◆ STORED ROWS ◆
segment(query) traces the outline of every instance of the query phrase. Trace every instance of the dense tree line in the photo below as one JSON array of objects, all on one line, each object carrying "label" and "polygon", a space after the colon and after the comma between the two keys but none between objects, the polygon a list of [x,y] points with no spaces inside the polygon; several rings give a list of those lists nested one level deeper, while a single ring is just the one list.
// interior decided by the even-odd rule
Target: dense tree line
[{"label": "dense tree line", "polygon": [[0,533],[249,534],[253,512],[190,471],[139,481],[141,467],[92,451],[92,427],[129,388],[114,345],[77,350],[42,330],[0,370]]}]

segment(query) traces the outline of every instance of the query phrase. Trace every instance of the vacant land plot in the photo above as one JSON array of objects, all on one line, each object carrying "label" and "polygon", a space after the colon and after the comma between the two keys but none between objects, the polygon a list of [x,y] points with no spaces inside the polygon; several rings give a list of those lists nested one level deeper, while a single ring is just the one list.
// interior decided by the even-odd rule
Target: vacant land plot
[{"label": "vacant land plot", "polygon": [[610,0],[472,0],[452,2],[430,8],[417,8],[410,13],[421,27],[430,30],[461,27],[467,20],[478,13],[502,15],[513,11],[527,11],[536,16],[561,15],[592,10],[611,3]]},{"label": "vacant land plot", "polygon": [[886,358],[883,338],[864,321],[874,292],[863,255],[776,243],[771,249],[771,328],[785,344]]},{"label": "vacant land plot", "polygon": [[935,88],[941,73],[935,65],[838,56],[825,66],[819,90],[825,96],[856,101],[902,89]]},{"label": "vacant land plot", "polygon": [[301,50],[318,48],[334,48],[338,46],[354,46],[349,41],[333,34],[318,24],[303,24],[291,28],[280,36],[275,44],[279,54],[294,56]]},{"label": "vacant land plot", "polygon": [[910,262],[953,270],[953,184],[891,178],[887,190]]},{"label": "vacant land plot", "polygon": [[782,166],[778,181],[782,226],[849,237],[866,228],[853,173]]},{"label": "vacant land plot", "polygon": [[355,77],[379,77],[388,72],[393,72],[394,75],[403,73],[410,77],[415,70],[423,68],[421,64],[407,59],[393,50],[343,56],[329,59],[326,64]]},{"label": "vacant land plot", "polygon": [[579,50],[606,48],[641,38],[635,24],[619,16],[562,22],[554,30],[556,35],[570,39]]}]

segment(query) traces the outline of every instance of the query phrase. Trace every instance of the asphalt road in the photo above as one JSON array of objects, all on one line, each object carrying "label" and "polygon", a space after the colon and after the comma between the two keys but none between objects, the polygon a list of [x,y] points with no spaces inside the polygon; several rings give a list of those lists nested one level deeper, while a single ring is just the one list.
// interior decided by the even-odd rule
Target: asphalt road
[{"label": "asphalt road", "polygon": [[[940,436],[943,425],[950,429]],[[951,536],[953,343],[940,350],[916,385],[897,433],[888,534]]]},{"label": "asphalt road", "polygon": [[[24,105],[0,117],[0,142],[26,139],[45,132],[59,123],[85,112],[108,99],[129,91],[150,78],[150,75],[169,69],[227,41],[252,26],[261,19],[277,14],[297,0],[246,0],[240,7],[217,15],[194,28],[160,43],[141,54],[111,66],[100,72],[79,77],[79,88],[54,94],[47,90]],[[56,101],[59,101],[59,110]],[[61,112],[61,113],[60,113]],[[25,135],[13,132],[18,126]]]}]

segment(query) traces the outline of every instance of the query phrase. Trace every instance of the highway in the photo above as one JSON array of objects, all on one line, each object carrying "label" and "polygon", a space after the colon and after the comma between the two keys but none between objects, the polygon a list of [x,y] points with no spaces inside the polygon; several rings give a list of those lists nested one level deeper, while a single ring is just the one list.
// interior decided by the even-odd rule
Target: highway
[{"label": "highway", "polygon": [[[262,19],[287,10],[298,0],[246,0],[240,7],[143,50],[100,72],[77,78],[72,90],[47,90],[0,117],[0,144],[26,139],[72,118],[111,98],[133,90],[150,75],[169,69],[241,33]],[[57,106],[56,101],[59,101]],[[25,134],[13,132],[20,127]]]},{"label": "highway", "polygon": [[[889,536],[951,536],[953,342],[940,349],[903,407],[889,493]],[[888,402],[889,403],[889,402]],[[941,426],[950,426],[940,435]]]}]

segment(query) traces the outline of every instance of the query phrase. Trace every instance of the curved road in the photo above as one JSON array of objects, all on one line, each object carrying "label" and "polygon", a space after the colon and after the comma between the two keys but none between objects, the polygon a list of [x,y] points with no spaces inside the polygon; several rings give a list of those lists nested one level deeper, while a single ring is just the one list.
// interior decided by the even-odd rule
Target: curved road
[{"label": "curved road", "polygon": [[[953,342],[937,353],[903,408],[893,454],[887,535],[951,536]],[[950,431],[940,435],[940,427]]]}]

◆ THE TASK ◆
Can you write out the stretch from the line containing "of the curved" through the end of the rows, and nothing else, with the requests included and every polygon coordinate in the answers multiplied by 1.8? Round each result to a whole number, with halves rounded up.

◆ SOLVED EXERCISE ◆
segment(query) traces the outline of every instance of the query phrase. Trace every instance of the curved road in the photo above as one JSON array of objects, all on one line, each object carrying "label" and "polygon", a space after the colon and after the comma between the two keys but none between objects, the polygon a list of [x,y] points with no spaces inside the polygon; several rings give a list of those lists nested one level deeper, while a single ring is just the one list.
// interior decided by the even-odd rule
Target: curved road
[{"label": "curved road", "polygon": [[[1715,616],[1687,635],[1625,734],[1607,817],[1597,963],[1712,965]],[[1710,776],[1692,783],[1692,769]]]}]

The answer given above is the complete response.